▸ Supplied text:
** start **

The goal of the Mini-Series was to explorer the different performance monitors that correspond to quickly identifying if there is a potential issue with the underlying server infrastructure. Taking all of the performance counters mention in the previous posts, we are now ready to begin building out the SSRS report to tie everything together.

To start, we need data to report against. All of the counters used will be performance counters and there are various methods to be able to collect them. Performance Monitor can be used to capture and save the output into a BLG file.

You are able to use the Microsoft troubleshooting tool refereed to as PSSDIAG. You can download it here:
https://support.microsoft.com/en-us/help/830232/pssdiag-data-collection-utility

I use a modified version of the PSSDIAG tool for data collection that is setup to only collect performance counters. I created a powershell wrapper that fills out the required information in PSSDIAG and launches it. I will included a copy of a sample ini file at the end of this post that I use for data collection.

Now that you have the data collected, you need to process it and insert it into a SQL Database for reporting purposes. If you have a blg file created with performance monitor, you can convert that into data using a tool called relog.exe. Relog.exe is included already with windows, so no installation necessary. Here is the Microsoft commands article on relog.exe:

relog

Learn how to extract performance counter information from the performance coutner log files.

coreyp-at-msftMicrosoft Docs

The recommended method of processing the data is a Microsoft Troubleshooting tool call SQL Nexus. This method can only be used if PSSDIAG was used for data collection. Not only does it pull out perfmon data and process it, it also adds in other details from the SQL Server that I use in other parts of the report.

SQL Nexus can be downloaded here:

microsoft/SqlNexus

SQL Nexus is a tool that helps you identify the root cause of SQL Server performance issues. It loads and analyzes performance data collected by SQLDiag and PSSDiag. It can dramatically reduce th...

** end **

▸ Stated task 1:
Copy out every line of the records below in full, shifting each pixel coordinate in the answers up by 122. Leave the pictures out.
The text about building the SSRS report and the records that follow it are unrelated material.

▸ Records for this exercise:
** start **

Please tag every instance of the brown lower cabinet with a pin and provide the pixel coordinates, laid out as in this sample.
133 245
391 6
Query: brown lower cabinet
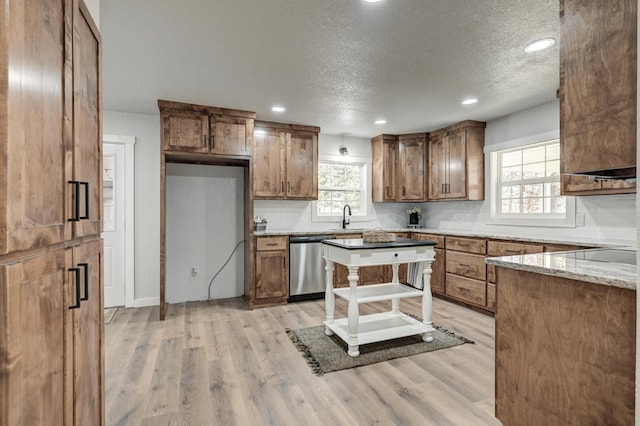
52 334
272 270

** end **

▸ Stated task 2:
According to the text about building the SSRS report, under what condition can SQL Nexus be used to process the data?

▸ Full answer 1:
Please tag every instance of the brown lower cabinet with a pin and provide the pixel coordinates, laid out as in this sample.
133 245
391 6
Query: brown lower cabinet
174 456
394 392

▸ Full answer 2:
SQL Nexus can be used only if PSSDIAG was used for data collection.